There may be times you’ve downloaded a cool application with a new kind of user interface component, and you’ve wondered: how was it built?
One great example of this is the rotary wheel, used by ConvertBot and other applications as a way for users to select options from a menu.
This component is intuitive to use because it resembles many similar controls we use in real life to make choices. For example:
- A ship’s wheel allows the captain to choose the direction of travel.
- To set the volume of your stereo, you use a rotary knob.
- You might also remember that we used to call people using rotary dial telephones.
Such shared knowledge allows us to recognize the “possible uses” of a rotary wheel, even when it’s a virtual wheel.
Note: A perceived use of an object is also called an affordance, a concept used in such fields as psychology, design, and artificial intelligence.
Note: A perceived use of an object is also called an affordance, a concept used in such fields as psychology, design, and artificial intelligence.
In brief, a rotary wheel is meant to be spun. Just as with hardware wheels, touchscreen wheels can be configured in many ways. For example, we might include stop points (as in the rotary dial on a phone), ignore initial taps in a given zone, allow just one direction of rotation, etc.

Work instructions —
1. Which application does the rotary wheel excerpt name as one that uses the rotary wheel?
2. Reproduce the part of the rotary wheel excerpt starting at "- To set the" and ending at "of rotation, etc.".
The listing after this point is separate material and has no connection to the rotary wheel excerpt.

Data provided —
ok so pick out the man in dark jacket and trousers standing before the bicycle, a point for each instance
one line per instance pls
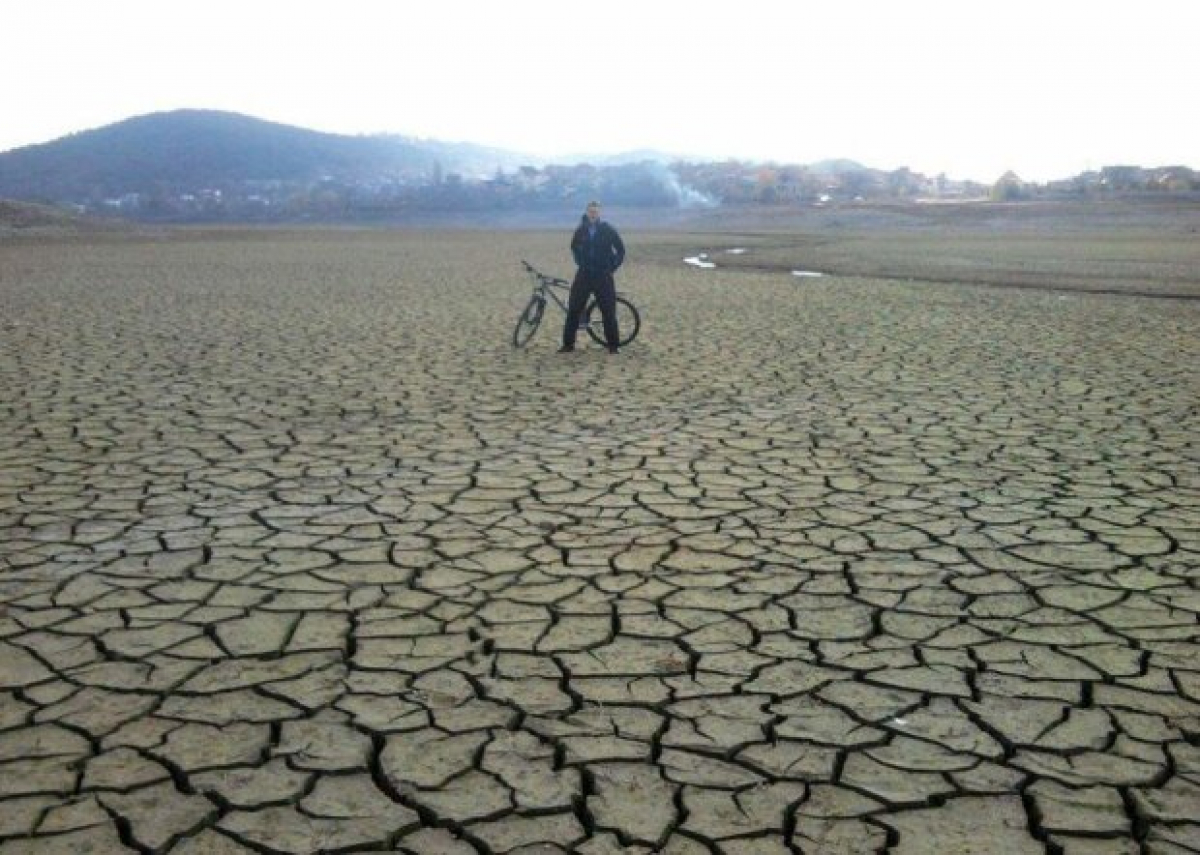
(598, 253)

Solutions by task —
1. ConvertBot.

2.
- To set the volume of your stereo, you use a rotary knob.
- You might also remember that we used to call people using rotary dial telephones.
Such shared knowledge allows us to recognize the “possible uses” of a rotary wheel, even when it’s a virtual wheel.
Note: A perceived use of an object is also called an affordance, a concept used in such fields as psychology, design, and artificial intelligence.
Note: A perceived use of an object is also called an affordance, a concept used in such fields as psychology, design, and artificial intelligence.
In brief, a rotary wheel is meant to be spun. Just as with hardware wheels, touchscreen wheels can be configured in many ways. For example, we might include stop points (as in the rotary dial on a phone), ignore initial taps in a given zone, allow just one direction of rotation, etc.